▸ DOCUMENT SEGMENT:
*** Begin section ***

Kale is one of the most nutritionally rich of the green vegetables. It contains very high concentrations vitamins A, C, and K —one cup supplies more than 600% of the RDA for vitamin K. The fibre in kale binds bile acids and helps lower blood cholesterol levels, thereby reducing the risk of heart disease. This is more effective when kale is cooked. Kale also contains lutein and zeaxanthin compounds which greatly benefit the eyes..
The ribs of the kale leaves are tough so they are usually cut away, but they are just as nutritious as the leaves so don’t discard them. Both the ribs and the leaves can be dehydrated. They can also both be made into powders.
|Fresh Weight||100 Grams|
|Dried Weight||14 Grams|
|Daily Portion (Dried)||11 Grams|
|Prep Time||20 minutes|
|Drying Time||4 to 6 hours|
|Drying Temperature||125 Fahrenheit/ 52 Celsius|
|Good for eyesight, lowers cholesterol, helps with depression, fights cancer, keeps heart healthy, good for weight loss|
How to Dehydrate Kale
- Sharp knife
- Plastic bowls
- Cutting Board
- Food Wash
It is easier to wash the kale once you have cut out the ribs. Then you can cut the leaves up into smaller pieces and soak them in a food wash suitable for greens.
The ribs also contain good amounts of nutrition so I usually wash these too then cut them up into small pieces for making in to a powder after dehydrating.
Drain the kale – if you have a salad spinner this can be used to remove a lot of the moisture although this is not essential – it would just reduce the drying time.
Spread the leaves out on the dehydrator trays.
Dry at 125 Fahrenheit/ 52 Celsius until crisp. This usually takes between four to six hours.
Once dried, tip the leaves into a bowl and crush them between your fingers. Kale is very fragile when dried so it is difficult to store uncrushed.
The ribs will need to be dehydrated for longer than the leaves because they are so thick. They also cannot be crushed so either store them as is and use them in stews and soups, or grind them into powder.
Conditioning is a process of making sure that whatever you have dried has as little moisture as possible in it. It’s a simple process and involves mixing or shaking to redistribute the kale to make sure it is completely dry. Do this once a day over a few days. If you notice any mould this means they either were not dried sufficiently, or the container was already contaminated.
Store in sealed containers in a dark area and add oxygen absorbers to help keep the contents dry.
Tip: If I am making kale powder I usually do this immediately after the kale comes out of the dehydrator as I find that is when it is at its driest.

*** End section ***

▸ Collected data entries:
*** Begin section ***

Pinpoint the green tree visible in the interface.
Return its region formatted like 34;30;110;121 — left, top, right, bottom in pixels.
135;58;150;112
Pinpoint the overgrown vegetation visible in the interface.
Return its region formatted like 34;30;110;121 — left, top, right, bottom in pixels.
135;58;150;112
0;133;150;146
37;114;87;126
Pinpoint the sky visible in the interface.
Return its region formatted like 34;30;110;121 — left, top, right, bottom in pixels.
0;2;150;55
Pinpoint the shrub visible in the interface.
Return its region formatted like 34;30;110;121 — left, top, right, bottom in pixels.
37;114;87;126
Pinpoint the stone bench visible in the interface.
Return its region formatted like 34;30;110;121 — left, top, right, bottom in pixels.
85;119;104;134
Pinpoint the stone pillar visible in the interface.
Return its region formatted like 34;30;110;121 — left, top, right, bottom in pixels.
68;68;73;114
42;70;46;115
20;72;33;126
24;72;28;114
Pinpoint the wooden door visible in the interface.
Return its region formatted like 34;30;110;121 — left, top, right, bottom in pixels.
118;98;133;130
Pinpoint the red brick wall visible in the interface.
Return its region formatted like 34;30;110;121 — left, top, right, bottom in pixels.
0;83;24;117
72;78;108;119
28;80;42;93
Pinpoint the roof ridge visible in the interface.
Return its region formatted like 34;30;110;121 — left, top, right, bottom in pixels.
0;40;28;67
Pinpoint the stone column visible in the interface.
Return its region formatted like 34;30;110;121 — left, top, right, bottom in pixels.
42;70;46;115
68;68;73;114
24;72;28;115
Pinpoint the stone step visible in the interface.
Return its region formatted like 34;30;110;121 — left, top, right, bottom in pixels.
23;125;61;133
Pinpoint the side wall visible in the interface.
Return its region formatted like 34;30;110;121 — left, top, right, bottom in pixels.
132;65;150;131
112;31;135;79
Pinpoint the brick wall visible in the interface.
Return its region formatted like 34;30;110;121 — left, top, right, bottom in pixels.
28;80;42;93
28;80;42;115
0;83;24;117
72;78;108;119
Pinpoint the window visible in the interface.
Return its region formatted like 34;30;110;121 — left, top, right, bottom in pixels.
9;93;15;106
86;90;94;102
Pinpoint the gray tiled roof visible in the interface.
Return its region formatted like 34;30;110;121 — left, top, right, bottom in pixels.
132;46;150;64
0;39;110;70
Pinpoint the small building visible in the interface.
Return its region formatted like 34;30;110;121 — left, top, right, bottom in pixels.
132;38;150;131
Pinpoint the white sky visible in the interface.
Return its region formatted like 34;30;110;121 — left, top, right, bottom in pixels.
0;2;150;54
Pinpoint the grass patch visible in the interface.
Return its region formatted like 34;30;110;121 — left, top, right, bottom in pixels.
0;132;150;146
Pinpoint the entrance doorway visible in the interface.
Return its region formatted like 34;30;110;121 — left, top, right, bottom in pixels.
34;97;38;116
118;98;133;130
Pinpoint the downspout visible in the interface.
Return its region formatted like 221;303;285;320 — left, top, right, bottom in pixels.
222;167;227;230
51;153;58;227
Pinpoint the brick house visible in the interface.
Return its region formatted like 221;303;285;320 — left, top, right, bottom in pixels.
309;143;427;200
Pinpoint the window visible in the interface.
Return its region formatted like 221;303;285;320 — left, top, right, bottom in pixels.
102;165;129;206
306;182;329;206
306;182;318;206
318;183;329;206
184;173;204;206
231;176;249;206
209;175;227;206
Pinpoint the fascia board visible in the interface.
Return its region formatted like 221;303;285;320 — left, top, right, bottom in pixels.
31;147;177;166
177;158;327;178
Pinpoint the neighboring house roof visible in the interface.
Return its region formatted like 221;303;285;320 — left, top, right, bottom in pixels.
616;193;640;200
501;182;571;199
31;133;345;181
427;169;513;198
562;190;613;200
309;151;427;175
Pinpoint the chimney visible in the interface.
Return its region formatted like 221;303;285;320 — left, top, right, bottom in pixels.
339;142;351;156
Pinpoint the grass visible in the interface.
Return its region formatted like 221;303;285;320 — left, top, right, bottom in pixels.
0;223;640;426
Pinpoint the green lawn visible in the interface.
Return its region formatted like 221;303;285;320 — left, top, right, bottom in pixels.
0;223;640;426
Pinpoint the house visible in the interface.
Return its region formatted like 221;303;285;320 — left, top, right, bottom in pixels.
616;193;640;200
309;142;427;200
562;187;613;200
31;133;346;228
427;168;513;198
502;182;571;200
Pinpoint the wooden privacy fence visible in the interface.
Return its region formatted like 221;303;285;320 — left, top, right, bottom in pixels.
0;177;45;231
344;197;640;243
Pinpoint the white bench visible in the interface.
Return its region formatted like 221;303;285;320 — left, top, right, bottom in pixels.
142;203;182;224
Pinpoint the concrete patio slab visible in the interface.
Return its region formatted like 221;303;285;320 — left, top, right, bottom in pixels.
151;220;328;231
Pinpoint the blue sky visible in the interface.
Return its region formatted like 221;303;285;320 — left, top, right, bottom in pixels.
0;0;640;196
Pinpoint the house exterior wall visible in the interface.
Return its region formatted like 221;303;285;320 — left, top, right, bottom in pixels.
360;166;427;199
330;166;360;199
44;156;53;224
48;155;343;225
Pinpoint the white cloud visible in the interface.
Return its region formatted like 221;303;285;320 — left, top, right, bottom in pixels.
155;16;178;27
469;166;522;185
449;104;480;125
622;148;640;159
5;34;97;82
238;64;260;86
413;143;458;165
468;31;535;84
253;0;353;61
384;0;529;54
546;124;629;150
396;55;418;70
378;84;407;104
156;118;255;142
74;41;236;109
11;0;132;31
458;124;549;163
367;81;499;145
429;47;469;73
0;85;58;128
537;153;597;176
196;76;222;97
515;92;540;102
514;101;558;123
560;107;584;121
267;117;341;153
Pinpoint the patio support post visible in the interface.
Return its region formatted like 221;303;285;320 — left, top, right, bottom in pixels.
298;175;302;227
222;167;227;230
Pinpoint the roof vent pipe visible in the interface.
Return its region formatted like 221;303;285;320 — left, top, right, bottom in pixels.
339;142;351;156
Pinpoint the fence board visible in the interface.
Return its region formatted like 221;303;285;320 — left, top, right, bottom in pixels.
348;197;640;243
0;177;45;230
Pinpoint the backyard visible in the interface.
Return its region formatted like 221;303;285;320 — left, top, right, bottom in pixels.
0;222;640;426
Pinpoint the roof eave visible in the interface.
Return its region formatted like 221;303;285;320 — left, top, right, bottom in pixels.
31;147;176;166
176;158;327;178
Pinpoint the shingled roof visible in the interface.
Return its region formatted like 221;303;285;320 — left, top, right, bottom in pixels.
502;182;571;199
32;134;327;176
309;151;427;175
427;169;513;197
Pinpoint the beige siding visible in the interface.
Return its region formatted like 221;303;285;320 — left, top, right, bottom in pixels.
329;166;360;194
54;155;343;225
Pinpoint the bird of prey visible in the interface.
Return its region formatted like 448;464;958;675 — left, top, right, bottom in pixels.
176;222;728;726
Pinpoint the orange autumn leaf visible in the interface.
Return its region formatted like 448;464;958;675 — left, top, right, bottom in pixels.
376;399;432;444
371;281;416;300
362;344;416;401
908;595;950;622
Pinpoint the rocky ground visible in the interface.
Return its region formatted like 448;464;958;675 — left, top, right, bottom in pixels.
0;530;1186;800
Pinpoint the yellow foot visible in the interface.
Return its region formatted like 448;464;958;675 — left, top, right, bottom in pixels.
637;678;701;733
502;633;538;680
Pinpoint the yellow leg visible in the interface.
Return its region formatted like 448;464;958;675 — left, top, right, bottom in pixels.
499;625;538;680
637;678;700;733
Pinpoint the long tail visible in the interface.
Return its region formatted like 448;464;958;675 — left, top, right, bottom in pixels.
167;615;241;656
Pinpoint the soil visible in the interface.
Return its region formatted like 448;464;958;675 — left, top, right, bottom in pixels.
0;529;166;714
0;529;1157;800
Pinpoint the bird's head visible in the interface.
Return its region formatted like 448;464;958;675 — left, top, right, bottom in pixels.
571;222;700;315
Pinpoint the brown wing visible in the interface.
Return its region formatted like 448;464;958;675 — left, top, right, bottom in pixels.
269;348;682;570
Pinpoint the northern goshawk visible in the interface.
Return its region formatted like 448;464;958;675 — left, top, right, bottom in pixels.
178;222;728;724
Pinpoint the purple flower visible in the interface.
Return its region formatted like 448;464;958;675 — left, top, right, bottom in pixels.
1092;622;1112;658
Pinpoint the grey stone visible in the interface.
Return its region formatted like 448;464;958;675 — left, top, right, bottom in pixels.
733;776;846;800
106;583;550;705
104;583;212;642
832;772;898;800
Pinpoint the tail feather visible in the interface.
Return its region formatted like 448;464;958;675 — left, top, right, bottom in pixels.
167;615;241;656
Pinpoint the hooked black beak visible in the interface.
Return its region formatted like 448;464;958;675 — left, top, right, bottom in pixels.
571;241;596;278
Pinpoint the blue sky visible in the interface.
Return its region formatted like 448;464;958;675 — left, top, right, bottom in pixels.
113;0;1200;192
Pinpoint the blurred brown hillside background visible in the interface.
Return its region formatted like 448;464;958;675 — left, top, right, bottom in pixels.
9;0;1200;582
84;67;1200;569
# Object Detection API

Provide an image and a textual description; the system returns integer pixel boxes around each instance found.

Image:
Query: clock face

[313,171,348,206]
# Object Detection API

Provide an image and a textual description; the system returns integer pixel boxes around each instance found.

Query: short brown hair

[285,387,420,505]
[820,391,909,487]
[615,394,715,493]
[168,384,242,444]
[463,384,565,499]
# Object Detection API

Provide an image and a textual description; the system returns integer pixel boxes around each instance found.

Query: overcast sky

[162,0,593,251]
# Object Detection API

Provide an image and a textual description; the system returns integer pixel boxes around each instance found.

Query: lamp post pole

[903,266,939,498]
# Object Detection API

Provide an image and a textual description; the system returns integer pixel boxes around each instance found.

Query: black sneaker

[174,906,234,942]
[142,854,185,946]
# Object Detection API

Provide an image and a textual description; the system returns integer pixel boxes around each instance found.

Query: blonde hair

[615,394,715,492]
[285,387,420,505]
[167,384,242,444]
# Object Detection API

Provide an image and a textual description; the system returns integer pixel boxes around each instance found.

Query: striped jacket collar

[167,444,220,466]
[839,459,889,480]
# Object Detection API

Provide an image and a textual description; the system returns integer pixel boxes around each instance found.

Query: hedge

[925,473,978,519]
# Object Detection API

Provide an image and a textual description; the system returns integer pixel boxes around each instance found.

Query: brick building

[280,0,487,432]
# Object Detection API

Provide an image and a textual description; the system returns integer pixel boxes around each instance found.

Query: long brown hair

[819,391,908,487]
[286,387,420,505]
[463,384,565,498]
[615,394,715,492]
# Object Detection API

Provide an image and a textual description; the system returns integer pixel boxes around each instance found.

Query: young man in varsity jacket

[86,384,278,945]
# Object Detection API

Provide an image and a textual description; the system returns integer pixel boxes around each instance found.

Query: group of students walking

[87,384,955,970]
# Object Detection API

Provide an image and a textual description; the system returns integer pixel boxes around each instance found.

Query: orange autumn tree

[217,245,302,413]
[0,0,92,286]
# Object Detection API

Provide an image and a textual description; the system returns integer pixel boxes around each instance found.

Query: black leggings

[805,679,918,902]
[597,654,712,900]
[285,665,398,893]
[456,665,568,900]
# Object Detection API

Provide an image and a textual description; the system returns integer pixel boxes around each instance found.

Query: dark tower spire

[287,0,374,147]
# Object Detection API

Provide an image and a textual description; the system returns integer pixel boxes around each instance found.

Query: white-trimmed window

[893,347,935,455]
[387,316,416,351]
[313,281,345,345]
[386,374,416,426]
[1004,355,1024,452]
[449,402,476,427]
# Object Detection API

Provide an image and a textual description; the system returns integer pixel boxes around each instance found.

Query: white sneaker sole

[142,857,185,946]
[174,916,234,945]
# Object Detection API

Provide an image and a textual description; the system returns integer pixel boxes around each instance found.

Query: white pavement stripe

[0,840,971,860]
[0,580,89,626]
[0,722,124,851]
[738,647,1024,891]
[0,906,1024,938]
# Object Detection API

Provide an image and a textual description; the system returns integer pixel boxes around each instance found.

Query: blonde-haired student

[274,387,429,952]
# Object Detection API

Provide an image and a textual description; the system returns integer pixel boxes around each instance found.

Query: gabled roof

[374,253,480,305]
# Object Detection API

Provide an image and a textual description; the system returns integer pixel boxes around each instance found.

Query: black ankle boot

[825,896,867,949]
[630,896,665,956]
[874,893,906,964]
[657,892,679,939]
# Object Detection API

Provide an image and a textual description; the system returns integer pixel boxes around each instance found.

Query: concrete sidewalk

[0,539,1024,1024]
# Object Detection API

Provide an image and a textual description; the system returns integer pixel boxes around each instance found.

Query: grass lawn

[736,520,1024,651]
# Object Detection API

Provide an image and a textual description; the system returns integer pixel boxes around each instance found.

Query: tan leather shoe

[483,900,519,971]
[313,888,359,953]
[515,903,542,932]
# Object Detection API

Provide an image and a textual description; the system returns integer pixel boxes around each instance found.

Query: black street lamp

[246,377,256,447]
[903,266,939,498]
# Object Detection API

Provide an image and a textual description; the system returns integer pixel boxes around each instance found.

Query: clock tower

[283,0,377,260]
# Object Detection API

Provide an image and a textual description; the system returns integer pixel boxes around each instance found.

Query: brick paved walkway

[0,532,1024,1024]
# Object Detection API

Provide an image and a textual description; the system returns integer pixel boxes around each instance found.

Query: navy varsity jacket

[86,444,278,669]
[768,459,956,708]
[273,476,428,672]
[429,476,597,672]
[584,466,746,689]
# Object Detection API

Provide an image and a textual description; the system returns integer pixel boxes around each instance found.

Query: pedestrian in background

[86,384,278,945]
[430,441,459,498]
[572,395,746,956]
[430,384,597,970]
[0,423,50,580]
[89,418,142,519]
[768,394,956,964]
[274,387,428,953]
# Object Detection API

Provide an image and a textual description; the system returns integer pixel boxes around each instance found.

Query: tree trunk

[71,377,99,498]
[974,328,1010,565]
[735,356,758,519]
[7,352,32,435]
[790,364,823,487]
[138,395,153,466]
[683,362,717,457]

*** End section ***

▸ WHAT NEEDS TO BE DONE: Translate this sentence from the kale dehydrating guide into Spanish: "Kale is very fragile when dried so it is difficult to store uncrushed."

▸ TASK OUTPUT: La col rizada es muy frágil cuando está seca, por lo que es difícil almacenarla sin triturar.